WORK ORDER: A single number is the answer here: how many lines below include "green"?

DATA SHOWN:
__________

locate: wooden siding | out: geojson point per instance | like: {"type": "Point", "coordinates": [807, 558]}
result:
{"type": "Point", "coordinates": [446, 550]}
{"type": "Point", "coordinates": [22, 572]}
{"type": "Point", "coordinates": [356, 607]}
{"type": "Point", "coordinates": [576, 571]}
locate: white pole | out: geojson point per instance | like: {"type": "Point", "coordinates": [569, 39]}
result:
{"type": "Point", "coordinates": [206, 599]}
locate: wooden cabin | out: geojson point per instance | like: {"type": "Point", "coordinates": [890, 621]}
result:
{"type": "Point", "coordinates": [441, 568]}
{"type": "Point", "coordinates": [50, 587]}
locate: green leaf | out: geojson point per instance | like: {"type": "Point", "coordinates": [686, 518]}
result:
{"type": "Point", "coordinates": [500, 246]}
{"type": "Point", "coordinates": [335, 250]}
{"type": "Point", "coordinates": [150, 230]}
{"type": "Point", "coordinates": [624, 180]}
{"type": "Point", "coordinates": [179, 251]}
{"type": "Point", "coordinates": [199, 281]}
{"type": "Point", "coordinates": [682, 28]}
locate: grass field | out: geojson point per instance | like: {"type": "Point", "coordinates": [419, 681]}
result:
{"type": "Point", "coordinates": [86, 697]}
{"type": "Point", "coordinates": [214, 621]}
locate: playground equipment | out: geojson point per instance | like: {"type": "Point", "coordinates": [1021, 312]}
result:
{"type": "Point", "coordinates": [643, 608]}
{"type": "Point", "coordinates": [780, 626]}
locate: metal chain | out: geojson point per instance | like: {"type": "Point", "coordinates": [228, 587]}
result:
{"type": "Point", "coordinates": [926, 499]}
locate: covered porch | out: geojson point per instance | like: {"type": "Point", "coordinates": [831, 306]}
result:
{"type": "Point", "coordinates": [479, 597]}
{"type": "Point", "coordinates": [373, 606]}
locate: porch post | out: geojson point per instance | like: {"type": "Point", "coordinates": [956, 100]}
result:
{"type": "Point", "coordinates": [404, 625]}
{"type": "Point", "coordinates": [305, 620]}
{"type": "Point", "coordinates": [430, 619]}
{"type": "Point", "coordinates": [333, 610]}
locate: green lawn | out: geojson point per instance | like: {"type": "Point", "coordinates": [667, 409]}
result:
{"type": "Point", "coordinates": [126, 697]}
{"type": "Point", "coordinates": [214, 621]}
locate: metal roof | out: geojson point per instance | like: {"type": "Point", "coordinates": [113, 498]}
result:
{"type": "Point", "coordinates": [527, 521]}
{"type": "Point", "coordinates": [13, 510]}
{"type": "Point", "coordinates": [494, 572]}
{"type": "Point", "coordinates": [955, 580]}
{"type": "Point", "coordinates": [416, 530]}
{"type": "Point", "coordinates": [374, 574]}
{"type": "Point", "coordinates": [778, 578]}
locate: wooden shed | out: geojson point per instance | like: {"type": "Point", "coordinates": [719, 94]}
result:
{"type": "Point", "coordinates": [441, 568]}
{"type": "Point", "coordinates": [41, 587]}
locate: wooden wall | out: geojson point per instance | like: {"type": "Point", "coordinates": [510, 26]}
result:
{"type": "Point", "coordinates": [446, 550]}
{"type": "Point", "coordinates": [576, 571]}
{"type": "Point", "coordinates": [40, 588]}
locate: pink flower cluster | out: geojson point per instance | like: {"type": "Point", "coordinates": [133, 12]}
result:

__________

OUTPUT: 2